[Object location annotation data]
──────────

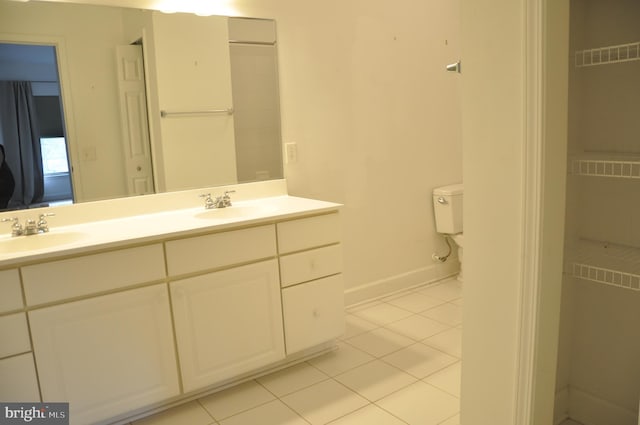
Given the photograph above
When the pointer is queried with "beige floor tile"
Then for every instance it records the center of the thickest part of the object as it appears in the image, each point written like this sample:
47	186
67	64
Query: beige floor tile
447	291
345	358
324	402
380	342
375	380
190	413
449	341
355	325
447	379
272	413
421	404
414	302
449	314
369	415
382	313
454	420
361	306
420	360
417	327
236	399
292	379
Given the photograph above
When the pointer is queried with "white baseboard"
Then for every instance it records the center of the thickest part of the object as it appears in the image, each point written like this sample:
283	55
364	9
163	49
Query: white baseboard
591	410
402	281
561	406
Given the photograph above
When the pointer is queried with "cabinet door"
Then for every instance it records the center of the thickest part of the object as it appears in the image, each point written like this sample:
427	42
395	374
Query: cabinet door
18	381
106	355
227	323
313	313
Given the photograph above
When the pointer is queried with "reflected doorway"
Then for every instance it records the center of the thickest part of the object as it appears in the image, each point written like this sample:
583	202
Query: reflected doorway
38	159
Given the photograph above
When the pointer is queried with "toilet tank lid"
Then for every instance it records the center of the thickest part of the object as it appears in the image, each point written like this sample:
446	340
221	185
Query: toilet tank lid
452	189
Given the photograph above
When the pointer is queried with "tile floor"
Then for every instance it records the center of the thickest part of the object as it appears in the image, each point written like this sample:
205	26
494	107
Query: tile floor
398	363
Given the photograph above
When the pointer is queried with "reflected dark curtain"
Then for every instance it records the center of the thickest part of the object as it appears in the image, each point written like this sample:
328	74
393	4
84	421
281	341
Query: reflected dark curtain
20	135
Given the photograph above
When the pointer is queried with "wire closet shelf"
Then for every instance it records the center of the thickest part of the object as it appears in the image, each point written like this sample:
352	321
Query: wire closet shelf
598	167
606	263
608	55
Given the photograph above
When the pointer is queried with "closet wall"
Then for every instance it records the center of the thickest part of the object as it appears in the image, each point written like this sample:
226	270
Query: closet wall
599	357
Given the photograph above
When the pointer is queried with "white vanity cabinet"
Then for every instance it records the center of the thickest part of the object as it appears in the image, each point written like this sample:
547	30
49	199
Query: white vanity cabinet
102	332
124	329
312	294
227	322
106	355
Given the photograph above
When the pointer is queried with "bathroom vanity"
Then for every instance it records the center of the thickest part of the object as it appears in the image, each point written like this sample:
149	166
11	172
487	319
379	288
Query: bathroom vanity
128	315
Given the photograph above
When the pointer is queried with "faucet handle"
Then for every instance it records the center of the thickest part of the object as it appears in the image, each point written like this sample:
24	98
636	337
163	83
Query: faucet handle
226	199
208	202
16	228
43	226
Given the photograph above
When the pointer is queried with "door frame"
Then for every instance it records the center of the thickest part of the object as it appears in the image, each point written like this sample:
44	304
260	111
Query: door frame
544	161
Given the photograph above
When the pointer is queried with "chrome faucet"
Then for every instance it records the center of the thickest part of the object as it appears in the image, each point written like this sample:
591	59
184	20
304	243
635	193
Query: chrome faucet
31	227
222	201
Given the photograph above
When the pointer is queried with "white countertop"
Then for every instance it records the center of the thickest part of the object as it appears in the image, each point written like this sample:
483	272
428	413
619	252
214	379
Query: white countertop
83	238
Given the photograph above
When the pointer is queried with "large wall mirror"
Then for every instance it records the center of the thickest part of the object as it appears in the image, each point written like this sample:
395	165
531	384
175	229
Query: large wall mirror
101	102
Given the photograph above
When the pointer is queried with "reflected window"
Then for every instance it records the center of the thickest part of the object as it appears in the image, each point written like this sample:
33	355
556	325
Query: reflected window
54	155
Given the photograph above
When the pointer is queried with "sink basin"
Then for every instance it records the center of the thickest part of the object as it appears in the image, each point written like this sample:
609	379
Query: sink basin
10	245
235	212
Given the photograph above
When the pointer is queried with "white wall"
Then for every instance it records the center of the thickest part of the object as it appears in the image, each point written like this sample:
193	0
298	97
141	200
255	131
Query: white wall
493	131
376	119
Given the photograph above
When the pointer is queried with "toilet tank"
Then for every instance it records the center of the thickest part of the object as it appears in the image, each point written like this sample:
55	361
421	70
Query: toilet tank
447	205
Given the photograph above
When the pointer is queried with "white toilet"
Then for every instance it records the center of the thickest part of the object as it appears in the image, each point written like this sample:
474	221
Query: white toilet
447	205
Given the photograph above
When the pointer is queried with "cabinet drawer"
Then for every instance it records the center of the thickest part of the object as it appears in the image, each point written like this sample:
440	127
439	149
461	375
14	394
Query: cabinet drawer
91	274
19	381
220	249
305	233
14	334
310	265
10	292
313	313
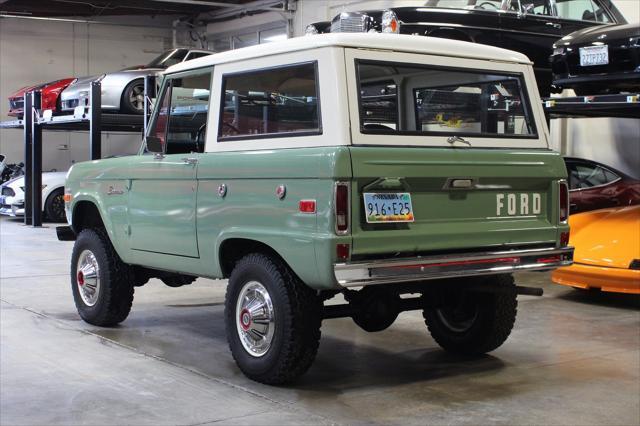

──────────

== DIRECTION ==
List every line of the material above that contains the string "frame", copying each line in full and matching letter case exactly.

== EXERCISE SOLUTION ==
When the pointer is queried with "door frame"
Query: door frame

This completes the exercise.